Tasks and exercises -
a – From the passage on spiritual struggle, output the text between "Keep fighting the" and "through the truth.", inclusive.
b – In the passage on spiritual struggle, where does the true battle for mastery take place for mature and maturing believers?

Document passage -
☆ ☆ ☆ ☆
For we all stumble in many things. If anyone does not stumble in word, he is a perfect man, able also to bridle the whole body.
James 3:2 NKJV

When it comes to our thoughts, that is where the true battle for mastery takes place in the case of mature and maturing believers. What we think results in our speaking and also in our doing. And who can claim never to get angry, never to doubt, never to be fearful, or jealous, or envious, or covetousness, or peevish, or arrogant, or proud, or to have foolish thoughts, silly thoughts, evil and blasphemous thoughts, lustful thoughts. We may knock them down quickly, but these infiltrators have a tendency to slip under the wire despite our best efforts. Sin is sin. Still, if we are fighting the fight mostly in our hearts, we are at least defending the hill; if we allow our mouths to become mobilized for ill, we are getting pushed off; and if what we do is sinful, we have relinquished our position and will have to fight our way back up (i.e., confess, forget, move on, and dig in for the next battle which is likely to be harder since we've switched momentum from the good way to the other way – but with the Spirit we can do it). Every believer goes through this fight – every believer who is determined to grow, progress and produce for Christ. Such a believer is one who is going to be vigorously opposed by the evil one. Those who are stagnant don't rate the same sort of attention. We who are positive are glad to be moving forward and ever closer to the Lord, and we accept the greater pressure as part of the bargain – but we do have to learn to deal with it correctly. That doesn't happen overnight, and no one ever achieves perfection. Just about the time a great fighter ace gets to thinking he's all that, he gets shot down. Blessedly, the Lord sees to it that we get another plane and another chance. Our job is to take up the new chance with a joyous heart, not diminishing our failures but also not neurosing about them morbidly, looking ever ahead, not behind.

Keep fighting the fight, my friend. And remember: the offensive portion of spiritual growth cannot be left out; that is what empowers the defense in the end. No one ever achieved any serious level of sanctification by merely trying to bat away temptation; we only learn how to do that effectively by drawing closer to Jesus Christ through the truth.

In our dear Lord and Savior,

Bob L.

Question #12:  

Hi Bob,

I am afraid of how easy apostasy is. I'm not talking about the "Oh, I was a Christian but then something bad happened so now I'm agnostic and disbelieve God." That might be hard for some people to overcome, but it isn't for me.
☆ ☆ ☆ ☆
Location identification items

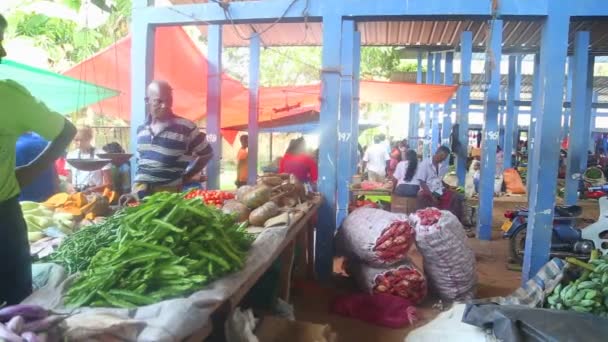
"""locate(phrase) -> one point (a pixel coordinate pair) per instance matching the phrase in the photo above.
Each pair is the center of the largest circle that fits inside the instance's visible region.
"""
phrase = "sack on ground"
(404, 280)
(375, 236)
(449, 263)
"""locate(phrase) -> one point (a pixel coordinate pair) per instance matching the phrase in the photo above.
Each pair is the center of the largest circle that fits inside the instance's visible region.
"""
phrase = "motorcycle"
(568, 240)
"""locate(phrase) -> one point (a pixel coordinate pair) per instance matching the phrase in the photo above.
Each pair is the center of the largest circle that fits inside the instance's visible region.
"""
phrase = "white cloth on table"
(376, 157)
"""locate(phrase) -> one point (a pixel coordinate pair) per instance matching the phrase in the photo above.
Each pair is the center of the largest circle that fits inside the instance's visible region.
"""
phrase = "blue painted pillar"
(214, 101)
(577, 79)
(345, 129)
(328, 145)
(464, 98)
(142, 69)
(428, 108)
(513, 91)
(490, 132)
(355, 110)
(435, 120)
(253, 128)
(543, 181)
(589, 113)
(446, 126)
(415, 108)
(535, 109)
(568, 111)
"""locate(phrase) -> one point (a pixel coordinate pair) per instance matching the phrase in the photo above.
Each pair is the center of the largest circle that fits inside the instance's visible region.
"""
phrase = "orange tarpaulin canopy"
(178, 61)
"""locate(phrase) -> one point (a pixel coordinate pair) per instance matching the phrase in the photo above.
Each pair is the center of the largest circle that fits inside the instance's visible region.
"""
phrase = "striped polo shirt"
(164, 157)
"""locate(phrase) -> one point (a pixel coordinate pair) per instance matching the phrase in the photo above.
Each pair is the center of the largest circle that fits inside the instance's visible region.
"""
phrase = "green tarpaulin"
(60, 93)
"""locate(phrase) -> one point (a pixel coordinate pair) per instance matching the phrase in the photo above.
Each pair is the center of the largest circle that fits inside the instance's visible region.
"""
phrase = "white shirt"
(376, 157)
(399, 174)
(85, 178)
(432, 176)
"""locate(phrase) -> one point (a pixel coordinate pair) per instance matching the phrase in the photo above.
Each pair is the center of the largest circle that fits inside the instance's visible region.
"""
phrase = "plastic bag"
(513, 182)
(384, 310)
(375, 236)
(404, 280)
(449, 263)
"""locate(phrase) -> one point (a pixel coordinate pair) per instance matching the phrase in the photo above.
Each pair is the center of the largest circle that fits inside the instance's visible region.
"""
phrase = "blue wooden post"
(535, 109)
(512, 111)
(568, 111)
(428, 107)
(415, 108)
(355, 110)
(253, 127)
(330, 103)
(464, 97)
(446, 126)
(435, 121)
(589, 117)
(490, 133)
(345, 131)
(577, 79)
(214, 99)
(142, 69)
(543, 181)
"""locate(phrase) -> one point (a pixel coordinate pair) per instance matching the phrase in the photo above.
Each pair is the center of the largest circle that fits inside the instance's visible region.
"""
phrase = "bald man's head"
(159, 99)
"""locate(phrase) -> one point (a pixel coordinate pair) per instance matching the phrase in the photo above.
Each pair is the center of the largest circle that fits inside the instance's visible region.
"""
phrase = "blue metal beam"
(577, 79)
(142, 71)
(535, 108)
(415, 107)
(330, 98)
(345, 129)
(435, 120)
(355, 110)
(589, 117)
(214, 99)
(446, 126)
(512, 111)
(254, 98)
(543, 180)
(490, 132)
(427, 109)
(567, 111)
(464, 97)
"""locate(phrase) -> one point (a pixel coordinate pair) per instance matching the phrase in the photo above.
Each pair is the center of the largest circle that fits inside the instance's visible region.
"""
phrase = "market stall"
(169, 267)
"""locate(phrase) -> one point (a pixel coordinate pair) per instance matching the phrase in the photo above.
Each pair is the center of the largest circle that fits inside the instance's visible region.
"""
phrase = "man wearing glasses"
(172, 150)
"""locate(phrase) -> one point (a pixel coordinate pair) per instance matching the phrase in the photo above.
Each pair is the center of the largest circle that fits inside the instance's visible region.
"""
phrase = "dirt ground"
(312, 301)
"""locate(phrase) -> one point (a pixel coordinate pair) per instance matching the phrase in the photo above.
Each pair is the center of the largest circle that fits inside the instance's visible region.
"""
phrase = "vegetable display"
(165, 247)
(77, 250)
(213, 197)
(26, 322)
(588, 293)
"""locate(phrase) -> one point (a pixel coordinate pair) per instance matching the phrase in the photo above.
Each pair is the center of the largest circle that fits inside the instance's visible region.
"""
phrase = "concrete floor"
(311, 301)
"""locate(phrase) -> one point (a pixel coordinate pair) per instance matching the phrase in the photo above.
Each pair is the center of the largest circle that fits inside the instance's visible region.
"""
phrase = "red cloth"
(60, 167)
(302, 166)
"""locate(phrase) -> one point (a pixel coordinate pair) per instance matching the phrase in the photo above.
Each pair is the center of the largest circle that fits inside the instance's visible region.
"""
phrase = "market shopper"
(21, 113)
(241, 161)
(406, 183)
(29, 146)
(90, 181)
(172, 150)
(433, 193)
(375, 160)
(299, 163)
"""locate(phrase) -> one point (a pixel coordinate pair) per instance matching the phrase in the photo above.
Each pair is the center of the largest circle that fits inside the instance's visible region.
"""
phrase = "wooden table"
(300, 232)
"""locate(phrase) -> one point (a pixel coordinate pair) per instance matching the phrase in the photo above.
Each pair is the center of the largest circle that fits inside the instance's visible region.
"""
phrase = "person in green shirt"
(20, 113)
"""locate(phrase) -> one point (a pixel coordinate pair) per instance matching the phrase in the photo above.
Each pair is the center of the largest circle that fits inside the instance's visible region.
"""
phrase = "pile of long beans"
(166, 247)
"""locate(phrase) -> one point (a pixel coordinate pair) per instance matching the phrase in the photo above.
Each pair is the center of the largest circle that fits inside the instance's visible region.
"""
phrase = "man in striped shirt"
(171, 149)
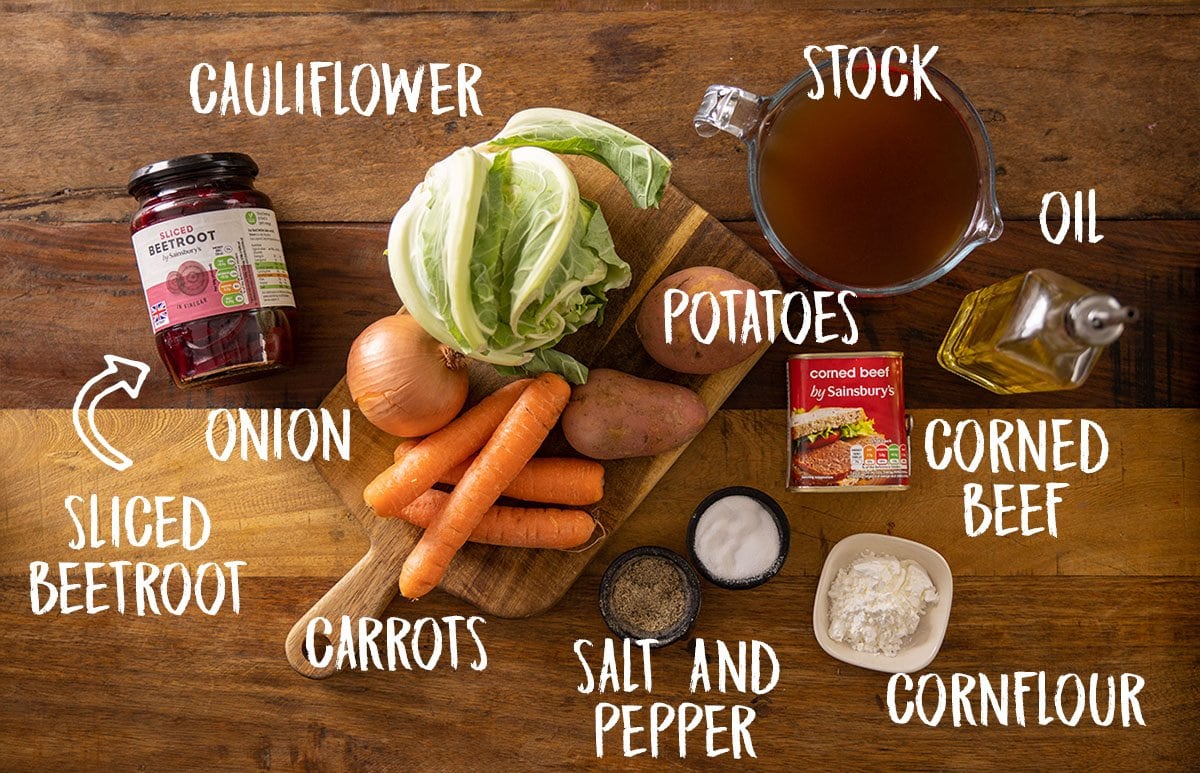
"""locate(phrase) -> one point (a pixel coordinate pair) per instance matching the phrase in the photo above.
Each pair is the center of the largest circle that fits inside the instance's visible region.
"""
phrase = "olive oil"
(868, 192)
(1037, 331)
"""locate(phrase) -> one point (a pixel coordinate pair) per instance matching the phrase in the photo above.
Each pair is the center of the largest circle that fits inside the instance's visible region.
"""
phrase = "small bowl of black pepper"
(649, 593)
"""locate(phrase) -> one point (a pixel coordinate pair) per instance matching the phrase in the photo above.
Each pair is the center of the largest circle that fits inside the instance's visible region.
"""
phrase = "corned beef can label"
(847, 429)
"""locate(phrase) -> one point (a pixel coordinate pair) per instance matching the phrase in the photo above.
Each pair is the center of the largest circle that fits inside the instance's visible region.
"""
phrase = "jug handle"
(729, 109)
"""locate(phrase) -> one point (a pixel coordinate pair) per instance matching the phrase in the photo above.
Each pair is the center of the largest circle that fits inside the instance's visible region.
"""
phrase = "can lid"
(154, 174)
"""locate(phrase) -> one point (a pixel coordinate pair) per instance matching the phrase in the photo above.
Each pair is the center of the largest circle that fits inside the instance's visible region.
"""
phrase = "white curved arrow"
(131, 382)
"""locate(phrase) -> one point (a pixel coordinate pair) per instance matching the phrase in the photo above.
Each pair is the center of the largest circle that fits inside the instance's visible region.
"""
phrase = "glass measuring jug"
(881, 195)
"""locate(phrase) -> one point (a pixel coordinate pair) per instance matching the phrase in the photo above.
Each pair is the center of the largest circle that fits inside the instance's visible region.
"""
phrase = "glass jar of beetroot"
(209, 253)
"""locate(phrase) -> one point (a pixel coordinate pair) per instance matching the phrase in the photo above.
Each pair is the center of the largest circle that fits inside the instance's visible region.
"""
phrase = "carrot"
(513, 527)
(519, 436)
(397, 486)
(553, 480)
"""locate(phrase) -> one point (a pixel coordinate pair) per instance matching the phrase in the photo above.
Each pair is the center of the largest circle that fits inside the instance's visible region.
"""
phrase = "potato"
(685, 354)
(617, 415)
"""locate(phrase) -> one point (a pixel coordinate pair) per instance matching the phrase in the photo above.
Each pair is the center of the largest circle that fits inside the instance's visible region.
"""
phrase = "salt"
(737, 539)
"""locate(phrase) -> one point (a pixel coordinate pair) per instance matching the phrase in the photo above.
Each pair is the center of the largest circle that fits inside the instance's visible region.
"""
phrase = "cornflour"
(876, 603)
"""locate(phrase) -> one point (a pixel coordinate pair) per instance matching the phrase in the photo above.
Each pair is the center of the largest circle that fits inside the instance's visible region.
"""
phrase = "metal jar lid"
(219, 163)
☆ ☆ ☆ ☆
Solutions to the tasks -
a –
Keep fighting the fight, my friend. And remember: the offensive portion of spiritual growth cannot be left out; that is what empowers the defense in the end. No one ever achieved any serious level of sanctification by merely trying to bat away temptation; we only learn how to do that effectively by drawing closer to Jesus Christ through the truth.

b – It takes place in their thoughts.